### SELECTED EXTRACT
Interview with a "Friendshipment" Traveler
By Nick Braune
Mid-Valley Town Crier
This week the Pastors for Peace caravan came back into the US over the bridge from Reynosa. They had successfully traveled to Cuba and back, traveling via Mexico because the US virtually forbids direct travel to Cuba. There were 130 people in the caravan, and my family went to meet some of them, who were staying a day at the Catholic Basilica in San Juan. They all seemed excited that they had made the two week trip, but they were also tired and eager to get back to their homes in various parts of the country.
This is the 18th year the "Friendshipment Caravan" has traveled through Mexico to Cuba, deliberately breaking a mean-spirited US ban on travel there. It delivered several truckloads of humanitarian goods (crutches, stethoscopes, clothing) for the Cuban people, who have been suffering because of the economic blockade. Although the group was initially hassled at the border crossing into Mexico, with U.S. border police searching through the caravan for something or other, the guards found nothing dangerous and the trip went smoothly after that.
I know one of the people who made the trip this year, a young woman who recently graduated from St. Mary's University in San Antonio. Caroline Hallman of McAllen is from a family of peace and justice activists, knows a lot about Latin America, and granted me this interview. Author: Reflecting on the people you met and observed, what is the attitude of Cubans toward Americans?
Hallman: Having traveled with Pastors for Peace, which is a highly regarded organization in Cuba, we Americans were greeted with abundant warmth. Maybe things would have been different had I been just a tourist, but for the most part, Cubans are very accepting of Americans. It's our government that the Cubans strongly disapprove of, but they are smart enough to understand that the American people are not like our current administration. If anything, it is probably hard for them to understand why the average American is so ignorant about her government's immoral actions against other countries, especially Cuba. It's even hard for me, being an American, to comprehend why my fellow citizens aren't pissed off and marching in the streets.
Author: Cuba is painted askew in the American press. And most of us know little about life there. Do the Cubans seem proud of their country or embarrassed by it?
Hallman: I have never met such a loyal and proud people. Latinas/os in general have the reputation of being a very close-knit people. We are warm, loud, and extremely familial with each other, but in Cuba this goes a step further. The Cuban people are strongly united. They are united in their heritage and their history, and most importantly, since they are all so well educated, they know their history really well. They are especially united in their recent history (the Revolution) and the struggles they have had to face and overcome together, like the 40-year-old U.S. embargo.
Despite all the setbacks and having been demonized to the rest of the world by the U.S., they each proudly have taken part in moving their country forward. They built this truly participatory government with their bare, injured hands, from the ground up. How could they not be proud? Cubans see, on a daily basis, the fruits of their labor. They see it in the children walking home from school every day, well fed and educated, on their way to participate in mandatory extra-curricular activities such as sports or music lessons. They see it, for instance, in the educated women on their way to work where they belong: as professors, engineers, doctors, lawyers, and not as the prostitutes they once had to be in order to merely survive under Batista's pre-Revolution regime. [Fidel Castro and Che Guevara were leaders in overthrowing Fulgencio Batista's exploitative government in 1958.]
Author: What were some of the places you visited there?

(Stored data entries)
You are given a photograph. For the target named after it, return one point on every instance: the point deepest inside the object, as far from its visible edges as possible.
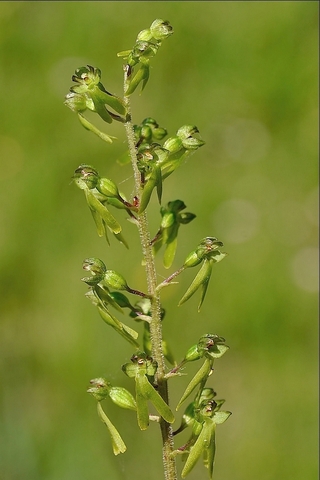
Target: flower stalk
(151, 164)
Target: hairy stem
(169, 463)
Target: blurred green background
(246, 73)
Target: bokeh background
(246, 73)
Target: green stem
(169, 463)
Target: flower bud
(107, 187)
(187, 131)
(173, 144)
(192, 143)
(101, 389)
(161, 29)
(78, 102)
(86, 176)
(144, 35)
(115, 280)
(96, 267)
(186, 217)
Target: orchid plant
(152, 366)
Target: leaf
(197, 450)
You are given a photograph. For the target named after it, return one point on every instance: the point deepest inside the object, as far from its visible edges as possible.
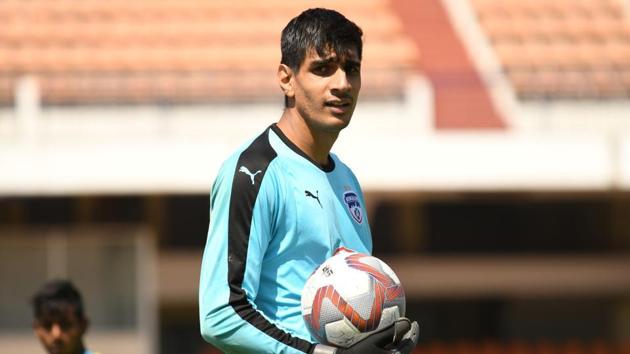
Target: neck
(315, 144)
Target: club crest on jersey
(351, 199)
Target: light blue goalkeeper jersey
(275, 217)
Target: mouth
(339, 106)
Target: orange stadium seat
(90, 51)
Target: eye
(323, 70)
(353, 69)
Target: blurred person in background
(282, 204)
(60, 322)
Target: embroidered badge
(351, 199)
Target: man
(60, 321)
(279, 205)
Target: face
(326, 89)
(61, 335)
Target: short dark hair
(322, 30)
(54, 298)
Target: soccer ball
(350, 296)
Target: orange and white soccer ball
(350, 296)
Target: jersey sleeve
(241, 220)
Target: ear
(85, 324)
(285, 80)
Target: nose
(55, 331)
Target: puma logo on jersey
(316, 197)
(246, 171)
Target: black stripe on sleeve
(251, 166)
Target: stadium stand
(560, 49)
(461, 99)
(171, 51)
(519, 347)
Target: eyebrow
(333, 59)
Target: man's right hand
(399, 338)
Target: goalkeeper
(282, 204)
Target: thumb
==
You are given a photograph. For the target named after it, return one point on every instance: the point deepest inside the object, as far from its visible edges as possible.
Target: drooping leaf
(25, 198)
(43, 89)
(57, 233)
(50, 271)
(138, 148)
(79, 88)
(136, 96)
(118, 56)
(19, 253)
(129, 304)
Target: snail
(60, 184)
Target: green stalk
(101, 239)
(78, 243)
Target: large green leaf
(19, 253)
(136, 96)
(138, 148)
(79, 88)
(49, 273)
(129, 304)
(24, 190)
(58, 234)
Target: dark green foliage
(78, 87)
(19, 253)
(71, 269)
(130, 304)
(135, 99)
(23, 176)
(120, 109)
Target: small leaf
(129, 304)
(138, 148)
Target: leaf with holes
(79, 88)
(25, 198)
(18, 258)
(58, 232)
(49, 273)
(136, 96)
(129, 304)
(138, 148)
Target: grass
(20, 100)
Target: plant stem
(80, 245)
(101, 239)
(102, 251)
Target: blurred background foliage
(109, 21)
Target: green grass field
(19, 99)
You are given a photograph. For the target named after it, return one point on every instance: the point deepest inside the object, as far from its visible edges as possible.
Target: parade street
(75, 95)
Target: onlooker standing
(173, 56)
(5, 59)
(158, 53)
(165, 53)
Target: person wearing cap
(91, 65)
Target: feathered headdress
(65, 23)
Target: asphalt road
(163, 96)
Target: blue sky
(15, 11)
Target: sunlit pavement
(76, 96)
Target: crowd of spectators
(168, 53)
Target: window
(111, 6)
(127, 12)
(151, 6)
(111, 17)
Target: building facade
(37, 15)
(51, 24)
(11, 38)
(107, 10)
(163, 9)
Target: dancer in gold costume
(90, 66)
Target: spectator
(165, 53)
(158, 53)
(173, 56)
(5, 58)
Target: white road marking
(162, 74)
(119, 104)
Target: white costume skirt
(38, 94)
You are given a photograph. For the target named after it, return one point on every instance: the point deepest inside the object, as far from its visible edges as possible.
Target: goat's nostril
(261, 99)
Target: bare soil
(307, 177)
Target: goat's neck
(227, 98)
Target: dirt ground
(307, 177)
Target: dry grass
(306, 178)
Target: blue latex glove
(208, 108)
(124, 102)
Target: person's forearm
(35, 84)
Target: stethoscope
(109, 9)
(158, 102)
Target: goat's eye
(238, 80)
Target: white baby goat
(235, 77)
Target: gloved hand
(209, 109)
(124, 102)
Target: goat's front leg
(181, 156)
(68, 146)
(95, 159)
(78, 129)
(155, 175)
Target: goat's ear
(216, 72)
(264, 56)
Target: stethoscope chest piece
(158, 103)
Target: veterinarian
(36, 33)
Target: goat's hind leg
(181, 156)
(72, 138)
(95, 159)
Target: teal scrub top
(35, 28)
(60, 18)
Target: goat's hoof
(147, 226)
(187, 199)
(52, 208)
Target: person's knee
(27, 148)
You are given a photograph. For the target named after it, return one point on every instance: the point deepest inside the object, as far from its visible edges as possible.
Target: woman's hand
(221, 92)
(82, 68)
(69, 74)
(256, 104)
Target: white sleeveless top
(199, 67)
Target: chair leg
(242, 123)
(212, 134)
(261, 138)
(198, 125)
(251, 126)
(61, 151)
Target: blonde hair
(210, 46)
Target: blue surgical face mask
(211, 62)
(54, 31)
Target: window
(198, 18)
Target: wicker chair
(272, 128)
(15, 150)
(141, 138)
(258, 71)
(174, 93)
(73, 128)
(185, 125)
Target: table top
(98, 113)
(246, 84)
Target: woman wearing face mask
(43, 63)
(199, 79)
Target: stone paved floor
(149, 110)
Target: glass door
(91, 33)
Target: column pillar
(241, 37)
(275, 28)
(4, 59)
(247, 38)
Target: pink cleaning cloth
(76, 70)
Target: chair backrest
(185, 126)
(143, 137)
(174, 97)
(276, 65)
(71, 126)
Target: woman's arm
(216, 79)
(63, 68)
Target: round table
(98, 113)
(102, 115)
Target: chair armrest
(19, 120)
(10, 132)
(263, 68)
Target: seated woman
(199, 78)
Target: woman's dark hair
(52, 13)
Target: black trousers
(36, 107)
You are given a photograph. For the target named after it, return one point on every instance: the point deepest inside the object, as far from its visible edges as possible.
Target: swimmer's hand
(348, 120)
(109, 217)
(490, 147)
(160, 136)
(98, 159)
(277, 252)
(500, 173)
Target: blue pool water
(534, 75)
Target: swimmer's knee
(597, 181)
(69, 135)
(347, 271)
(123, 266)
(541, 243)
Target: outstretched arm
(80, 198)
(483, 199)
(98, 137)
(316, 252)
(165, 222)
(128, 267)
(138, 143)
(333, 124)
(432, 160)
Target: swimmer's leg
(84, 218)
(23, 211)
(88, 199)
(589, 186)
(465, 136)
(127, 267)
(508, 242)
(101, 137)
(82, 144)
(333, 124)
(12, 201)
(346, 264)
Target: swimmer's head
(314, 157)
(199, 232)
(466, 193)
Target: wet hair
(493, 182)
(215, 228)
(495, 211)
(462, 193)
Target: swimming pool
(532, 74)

### ABOUT THIS TASK
Answer these questions about the Friendshipment caravan interview:
1. How many people were in the caravan?
2. Which humanitarian goods does the article list as delivered to Cuba?
3. From which university did Caroline Hallman recently graduate?

### SOLUTION BELOW
1. 130 people.
2. Crutches, stethoscopes, and clothing.
3. St. Mary's University in San Antonio.